Stated goal: Format as a numbered list the part of the items that opens with the line containing "Reviewer note: every instance of the pale" and closes with the line containing "pixel 434 238", omitting blank lines and any pictures.
--------------------------------------------------
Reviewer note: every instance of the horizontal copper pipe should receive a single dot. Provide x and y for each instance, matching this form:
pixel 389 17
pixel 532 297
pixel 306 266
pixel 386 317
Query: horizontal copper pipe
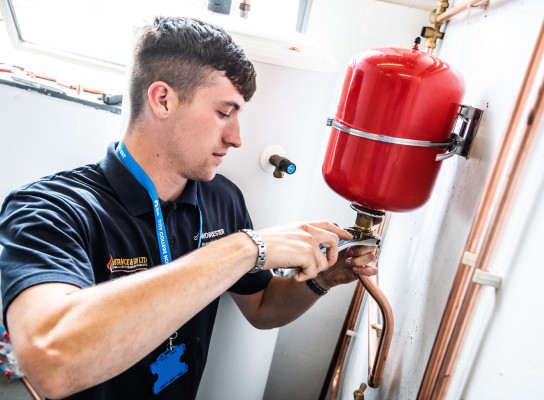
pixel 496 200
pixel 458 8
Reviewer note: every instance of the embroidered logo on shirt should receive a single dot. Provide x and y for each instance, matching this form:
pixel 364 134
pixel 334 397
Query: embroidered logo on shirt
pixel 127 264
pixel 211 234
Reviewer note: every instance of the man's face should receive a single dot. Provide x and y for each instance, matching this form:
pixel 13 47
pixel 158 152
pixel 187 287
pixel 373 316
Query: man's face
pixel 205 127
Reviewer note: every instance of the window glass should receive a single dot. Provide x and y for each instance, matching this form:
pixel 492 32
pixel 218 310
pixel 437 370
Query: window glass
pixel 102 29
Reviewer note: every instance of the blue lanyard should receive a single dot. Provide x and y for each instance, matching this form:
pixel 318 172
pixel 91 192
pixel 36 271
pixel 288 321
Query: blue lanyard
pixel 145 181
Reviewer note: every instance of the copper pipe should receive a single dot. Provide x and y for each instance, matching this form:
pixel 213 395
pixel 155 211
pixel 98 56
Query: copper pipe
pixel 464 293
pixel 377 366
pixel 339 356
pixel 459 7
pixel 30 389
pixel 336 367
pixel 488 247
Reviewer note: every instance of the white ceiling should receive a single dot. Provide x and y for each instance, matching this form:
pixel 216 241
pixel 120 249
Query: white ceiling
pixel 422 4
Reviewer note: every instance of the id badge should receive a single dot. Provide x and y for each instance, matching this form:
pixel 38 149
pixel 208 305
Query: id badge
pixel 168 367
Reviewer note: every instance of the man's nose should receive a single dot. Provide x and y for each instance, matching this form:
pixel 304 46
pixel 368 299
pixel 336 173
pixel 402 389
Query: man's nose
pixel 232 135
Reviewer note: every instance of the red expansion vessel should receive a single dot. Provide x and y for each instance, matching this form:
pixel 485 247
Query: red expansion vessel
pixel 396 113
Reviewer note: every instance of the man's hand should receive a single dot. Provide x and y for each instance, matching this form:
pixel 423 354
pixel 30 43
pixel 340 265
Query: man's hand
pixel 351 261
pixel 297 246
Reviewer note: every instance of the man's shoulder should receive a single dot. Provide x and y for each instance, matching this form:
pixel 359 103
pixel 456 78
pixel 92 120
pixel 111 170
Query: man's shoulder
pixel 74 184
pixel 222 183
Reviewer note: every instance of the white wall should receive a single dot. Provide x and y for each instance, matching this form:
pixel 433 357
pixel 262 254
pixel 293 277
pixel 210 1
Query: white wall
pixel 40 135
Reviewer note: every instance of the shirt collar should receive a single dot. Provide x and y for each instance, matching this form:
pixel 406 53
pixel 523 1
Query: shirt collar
--------------------------------------------------
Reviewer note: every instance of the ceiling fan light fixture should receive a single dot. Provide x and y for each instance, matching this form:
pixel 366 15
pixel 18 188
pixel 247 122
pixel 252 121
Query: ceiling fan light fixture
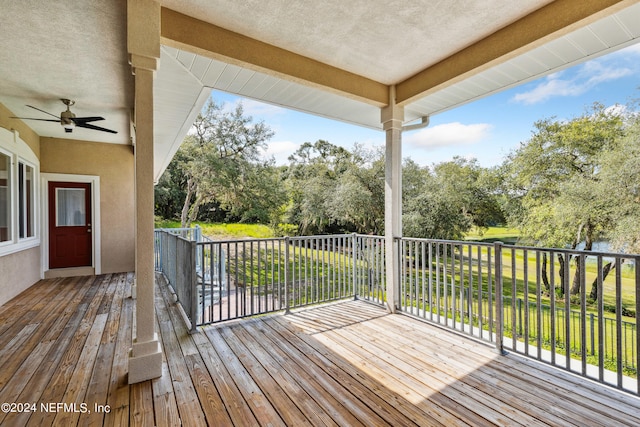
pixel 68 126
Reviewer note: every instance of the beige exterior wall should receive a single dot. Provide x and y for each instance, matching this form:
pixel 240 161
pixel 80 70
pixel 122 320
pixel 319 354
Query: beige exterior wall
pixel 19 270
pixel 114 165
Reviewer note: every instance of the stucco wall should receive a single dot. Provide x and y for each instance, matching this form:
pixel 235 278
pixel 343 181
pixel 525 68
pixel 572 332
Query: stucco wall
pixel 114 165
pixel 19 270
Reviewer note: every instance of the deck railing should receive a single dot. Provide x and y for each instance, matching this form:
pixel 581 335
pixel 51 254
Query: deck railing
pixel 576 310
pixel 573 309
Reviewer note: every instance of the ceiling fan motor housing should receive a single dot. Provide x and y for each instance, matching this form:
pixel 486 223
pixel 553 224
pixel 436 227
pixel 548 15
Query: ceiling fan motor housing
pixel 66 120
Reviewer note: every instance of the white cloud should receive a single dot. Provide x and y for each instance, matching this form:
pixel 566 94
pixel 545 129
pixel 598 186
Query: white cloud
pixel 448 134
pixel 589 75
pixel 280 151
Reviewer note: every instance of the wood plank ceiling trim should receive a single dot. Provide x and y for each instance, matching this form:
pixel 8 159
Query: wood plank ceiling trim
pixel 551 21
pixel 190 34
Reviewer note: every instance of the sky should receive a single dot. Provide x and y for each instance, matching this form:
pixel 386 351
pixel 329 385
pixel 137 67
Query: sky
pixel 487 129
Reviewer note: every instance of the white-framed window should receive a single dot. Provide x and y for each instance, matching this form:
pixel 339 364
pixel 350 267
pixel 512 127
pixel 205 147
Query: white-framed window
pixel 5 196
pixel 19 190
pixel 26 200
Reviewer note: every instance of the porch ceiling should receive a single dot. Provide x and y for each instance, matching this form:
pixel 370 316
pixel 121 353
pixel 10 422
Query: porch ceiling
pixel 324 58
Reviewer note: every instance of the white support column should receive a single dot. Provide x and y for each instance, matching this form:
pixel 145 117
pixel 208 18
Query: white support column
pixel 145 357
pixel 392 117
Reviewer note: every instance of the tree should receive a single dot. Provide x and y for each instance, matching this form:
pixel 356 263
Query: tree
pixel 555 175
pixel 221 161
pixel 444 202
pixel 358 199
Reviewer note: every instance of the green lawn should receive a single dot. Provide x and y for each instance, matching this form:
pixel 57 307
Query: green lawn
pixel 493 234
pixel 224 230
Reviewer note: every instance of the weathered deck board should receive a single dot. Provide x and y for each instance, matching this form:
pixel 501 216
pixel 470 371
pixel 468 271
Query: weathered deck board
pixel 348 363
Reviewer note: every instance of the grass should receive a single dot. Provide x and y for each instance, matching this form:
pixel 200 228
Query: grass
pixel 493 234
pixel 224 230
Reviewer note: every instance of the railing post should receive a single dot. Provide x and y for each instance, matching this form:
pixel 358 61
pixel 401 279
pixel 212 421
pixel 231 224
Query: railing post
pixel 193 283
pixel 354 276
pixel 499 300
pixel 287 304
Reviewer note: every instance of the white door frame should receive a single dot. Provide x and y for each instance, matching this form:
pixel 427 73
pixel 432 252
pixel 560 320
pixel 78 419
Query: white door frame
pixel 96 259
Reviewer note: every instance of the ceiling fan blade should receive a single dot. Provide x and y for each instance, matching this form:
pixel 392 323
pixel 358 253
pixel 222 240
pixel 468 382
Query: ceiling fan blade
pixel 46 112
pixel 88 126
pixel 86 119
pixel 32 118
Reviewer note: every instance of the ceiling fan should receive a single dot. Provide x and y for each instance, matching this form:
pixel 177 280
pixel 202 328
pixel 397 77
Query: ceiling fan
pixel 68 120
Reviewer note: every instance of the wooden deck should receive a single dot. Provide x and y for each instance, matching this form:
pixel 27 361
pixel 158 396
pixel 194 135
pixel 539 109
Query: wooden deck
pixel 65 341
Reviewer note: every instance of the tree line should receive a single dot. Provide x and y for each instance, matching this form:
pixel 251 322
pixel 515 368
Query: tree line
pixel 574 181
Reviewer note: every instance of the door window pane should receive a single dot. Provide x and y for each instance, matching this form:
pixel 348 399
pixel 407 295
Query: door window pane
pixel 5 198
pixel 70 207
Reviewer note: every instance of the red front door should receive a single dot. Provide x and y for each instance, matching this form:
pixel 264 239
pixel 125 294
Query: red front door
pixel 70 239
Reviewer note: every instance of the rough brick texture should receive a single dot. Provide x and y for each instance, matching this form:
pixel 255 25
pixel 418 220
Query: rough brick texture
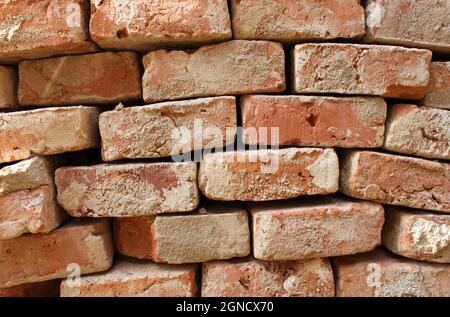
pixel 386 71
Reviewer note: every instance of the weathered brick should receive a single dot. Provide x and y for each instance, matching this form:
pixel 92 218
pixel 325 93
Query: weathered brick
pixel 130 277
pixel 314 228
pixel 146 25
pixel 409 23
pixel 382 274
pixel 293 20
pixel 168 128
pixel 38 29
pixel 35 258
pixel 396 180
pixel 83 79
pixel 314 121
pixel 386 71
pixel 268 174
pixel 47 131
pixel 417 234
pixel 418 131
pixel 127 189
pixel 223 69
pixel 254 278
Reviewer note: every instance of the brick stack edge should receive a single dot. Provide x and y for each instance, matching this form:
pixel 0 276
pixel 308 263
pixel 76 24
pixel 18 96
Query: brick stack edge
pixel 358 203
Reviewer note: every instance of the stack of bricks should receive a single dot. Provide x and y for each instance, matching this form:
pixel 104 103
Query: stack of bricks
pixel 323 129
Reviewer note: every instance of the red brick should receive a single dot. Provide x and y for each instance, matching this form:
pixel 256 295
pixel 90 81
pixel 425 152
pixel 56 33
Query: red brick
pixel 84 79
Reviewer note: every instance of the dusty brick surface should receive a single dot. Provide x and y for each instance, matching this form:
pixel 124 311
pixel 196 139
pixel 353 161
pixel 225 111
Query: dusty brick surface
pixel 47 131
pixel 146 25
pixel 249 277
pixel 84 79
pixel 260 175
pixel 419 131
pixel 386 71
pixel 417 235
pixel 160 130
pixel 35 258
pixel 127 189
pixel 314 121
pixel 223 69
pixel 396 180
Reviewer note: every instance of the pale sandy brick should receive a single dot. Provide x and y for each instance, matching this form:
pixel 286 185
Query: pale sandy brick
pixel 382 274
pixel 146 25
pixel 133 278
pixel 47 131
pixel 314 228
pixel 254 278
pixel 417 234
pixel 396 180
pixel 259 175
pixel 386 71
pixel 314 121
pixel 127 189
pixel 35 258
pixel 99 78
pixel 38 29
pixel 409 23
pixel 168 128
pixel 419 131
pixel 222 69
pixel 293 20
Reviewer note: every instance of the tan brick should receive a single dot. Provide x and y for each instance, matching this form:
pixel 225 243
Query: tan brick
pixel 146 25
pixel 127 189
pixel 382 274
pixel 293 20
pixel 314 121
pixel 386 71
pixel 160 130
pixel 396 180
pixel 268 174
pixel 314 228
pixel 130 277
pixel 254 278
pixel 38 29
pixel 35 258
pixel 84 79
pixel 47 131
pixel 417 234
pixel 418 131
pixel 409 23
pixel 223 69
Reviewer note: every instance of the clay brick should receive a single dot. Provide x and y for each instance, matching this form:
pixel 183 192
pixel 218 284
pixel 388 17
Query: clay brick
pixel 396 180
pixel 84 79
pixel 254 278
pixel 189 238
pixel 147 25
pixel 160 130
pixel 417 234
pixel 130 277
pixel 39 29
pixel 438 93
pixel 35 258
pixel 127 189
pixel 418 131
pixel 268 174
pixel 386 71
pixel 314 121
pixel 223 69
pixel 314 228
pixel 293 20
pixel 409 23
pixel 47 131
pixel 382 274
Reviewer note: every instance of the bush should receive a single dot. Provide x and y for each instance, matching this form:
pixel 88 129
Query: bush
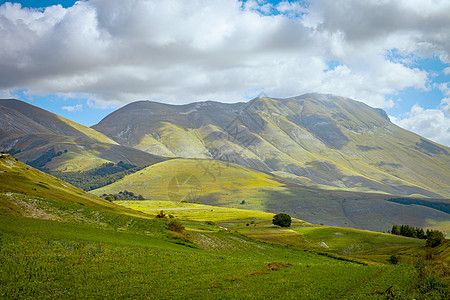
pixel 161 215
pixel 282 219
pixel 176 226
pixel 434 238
--------------------------------------------------
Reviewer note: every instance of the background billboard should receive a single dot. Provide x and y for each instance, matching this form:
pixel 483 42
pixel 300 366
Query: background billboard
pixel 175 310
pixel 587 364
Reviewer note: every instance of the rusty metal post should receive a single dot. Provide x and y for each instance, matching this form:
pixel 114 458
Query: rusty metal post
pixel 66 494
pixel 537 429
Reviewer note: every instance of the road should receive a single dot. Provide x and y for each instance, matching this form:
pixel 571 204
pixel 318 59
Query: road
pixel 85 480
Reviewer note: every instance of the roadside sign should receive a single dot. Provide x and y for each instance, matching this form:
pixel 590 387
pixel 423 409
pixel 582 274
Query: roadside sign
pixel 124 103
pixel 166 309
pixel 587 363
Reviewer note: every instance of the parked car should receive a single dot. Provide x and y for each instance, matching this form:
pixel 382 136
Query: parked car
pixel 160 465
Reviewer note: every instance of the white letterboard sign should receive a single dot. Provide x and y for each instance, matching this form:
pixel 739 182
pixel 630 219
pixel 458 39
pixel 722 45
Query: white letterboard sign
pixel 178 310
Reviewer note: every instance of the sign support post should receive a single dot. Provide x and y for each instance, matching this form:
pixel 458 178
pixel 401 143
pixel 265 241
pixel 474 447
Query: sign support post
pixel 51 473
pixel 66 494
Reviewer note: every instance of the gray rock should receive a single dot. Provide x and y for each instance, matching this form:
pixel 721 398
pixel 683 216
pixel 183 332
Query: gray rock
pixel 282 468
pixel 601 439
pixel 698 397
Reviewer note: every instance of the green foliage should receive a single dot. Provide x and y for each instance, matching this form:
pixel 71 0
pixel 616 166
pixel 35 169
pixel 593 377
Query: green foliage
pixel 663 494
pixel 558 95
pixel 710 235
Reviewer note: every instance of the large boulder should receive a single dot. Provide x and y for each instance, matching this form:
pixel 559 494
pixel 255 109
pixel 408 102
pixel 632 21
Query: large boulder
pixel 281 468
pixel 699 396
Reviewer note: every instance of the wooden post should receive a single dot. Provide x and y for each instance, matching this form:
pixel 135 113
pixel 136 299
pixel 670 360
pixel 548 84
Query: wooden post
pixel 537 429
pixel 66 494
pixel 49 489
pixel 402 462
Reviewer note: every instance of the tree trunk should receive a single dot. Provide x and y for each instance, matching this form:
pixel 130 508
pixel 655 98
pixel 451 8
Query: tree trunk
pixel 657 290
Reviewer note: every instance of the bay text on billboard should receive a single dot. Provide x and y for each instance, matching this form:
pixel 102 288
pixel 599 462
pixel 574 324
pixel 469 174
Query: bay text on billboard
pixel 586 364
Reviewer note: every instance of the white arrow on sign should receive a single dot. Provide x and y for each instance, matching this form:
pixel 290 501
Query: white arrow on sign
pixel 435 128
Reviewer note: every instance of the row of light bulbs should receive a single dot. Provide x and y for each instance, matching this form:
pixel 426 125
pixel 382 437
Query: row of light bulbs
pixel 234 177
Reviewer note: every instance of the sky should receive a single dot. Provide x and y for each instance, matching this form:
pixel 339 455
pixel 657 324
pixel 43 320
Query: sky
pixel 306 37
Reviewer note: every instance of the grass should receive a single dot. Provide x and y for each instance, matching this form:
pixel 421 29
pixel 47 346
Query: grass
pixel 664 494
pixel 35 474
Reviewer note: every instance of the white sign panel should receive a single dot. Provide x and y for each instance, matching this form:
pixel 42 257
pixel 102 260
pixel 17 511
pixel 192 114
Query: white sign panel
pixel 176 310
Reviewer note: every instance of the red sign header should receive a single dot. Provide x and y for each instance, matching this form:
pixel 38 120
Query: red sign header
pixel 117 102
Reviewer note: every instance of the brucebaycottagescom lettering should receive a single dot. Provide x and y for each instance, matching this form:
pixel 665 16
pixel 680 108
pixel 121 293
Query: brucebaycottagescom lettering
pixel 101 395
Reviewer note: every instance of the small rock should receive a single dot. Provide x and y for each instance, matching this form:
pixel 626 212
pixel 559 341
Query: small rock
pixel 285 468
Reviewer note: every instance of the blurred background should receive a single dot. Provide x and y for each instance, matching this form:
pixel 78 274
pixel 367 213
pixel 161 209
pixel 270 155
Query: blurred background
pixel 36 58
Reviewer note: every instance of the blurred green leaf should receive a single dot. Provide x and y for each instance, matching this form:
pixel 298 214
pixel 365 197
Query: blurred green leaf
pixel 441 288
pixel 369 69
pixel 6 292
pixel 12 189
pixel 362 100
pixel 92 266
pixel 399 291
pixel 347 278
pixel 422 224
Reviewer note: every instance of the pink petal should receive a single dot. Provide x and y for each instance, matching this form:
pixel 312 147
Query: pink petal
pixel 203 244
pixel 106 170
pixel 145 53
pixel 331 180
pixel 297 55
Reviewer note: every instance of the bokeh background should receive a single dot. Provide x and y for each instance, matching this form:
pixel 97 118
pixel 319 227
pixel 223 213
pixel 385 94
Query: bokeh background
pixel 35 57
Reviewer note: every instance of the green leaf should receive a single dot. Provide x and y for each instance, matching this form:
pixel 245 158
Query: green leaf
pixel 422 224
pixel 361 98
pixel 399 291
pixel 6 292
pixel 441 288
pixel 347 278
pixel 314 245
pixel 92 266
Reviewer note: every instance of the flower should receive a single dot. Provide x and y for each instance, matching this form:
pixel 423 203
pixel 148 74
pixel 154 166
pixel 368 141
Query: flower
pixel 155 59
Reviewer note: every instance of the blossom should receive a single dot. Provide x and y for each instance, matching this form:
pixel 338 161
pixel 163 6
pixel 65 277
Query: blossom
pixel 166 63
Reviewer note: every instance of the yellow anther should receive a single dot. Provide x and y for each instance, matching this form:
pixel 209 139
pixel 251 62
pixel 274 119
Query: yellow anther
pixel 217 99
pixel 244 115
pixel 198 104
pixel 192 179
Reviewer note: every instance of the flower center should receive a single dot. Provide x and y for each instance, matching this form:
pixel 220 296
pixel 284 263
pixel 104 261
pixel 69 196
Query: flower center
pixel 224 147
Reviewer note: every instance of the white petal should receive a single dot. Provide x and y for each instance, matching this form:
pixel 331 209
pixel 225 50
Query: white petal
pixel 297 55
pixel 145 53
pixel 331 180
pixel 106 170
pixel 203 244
--------------------------------------------------
The solution:
1. Reviewer note: every instance of the pale sandy brick should receive a single dot. Provide x and y for each instance, matching this form:
2. pixel 286 185
3. Query: pale sandy brick
4. pixel 382 274
5. pixel 146 25
6. pixel 133 278
7. pixel 47 131
8. pixel 314 228
9. pixel 254 278
10. pixel 417 234
11. pixel 396 180
12. pixel 259 175
13. pixel 386 71
14. pixel 314 121
15. pixel 127 189
16. pixel 35 258
17. pixel 99 78
18. pixel 38 29
19. pixel 409 23
20. pixel 168 128
21. pixel 419 131
22. pixel 222 69
23. pixel 293 20
24. Reviewer note: every instance of the tan brick should receive a single dot. Provide x and y for each instance, matching this form:
25. pixel 225 243
26. Query: tan brick
27. pixel 146 25
28. pixel 127 189
29. pixel 382 274
30. pixel 293 20
31. pixel 314 121
32. pixel 386 71
33. pixel 160 130
34. pixel 396 180
35. pixel 268 174
36. pixel 314 228
37. pixel 130 277
38. pixel 254 278
39. pixel 38 29
40. pixel 35 258
41. pixel 84 79
42. pixel 47 131
43. pixel 417 234
44. pixel 418 131
45. pixel 409 23
46. pixel 223 69
47. Reviewer note: every instance of the clay brick should receive a single dot. Provide x and y for each instance, matching this form:
48. pixel 183 192
49. pixel 218 284
50. pixel 388 17
51. Query: clay brick
52. pixel 396 180
53. pixel 84 79
54. pixel 254 278
55. pixel 189 238
56. pixel 147 25
57. pixel 160 130
58. pixel 417 234
59. pixel 130 277
60. pixel 39 29
61. pixel 438 93
62. pixel 35 258
63. pixel 127 189
64. pixel 418 131
65. pixel 268 174
66. pixel 386 71
67. pixel 314 121
68. pixel 223 69
69. pixel 314 228
70. pixel 293 20
71. pixel 409 23
72. pixel 47 131
73. pixel 382 274
74. Reviewer note: every instance of the bush should receive a single dot. Provide x and y for each instance, matching this form:
75. pixel 88 129
76. Query: bush
77. pixel 161 215
78. pixel 282 219
79. pixel 176 226
80. pixel 434 238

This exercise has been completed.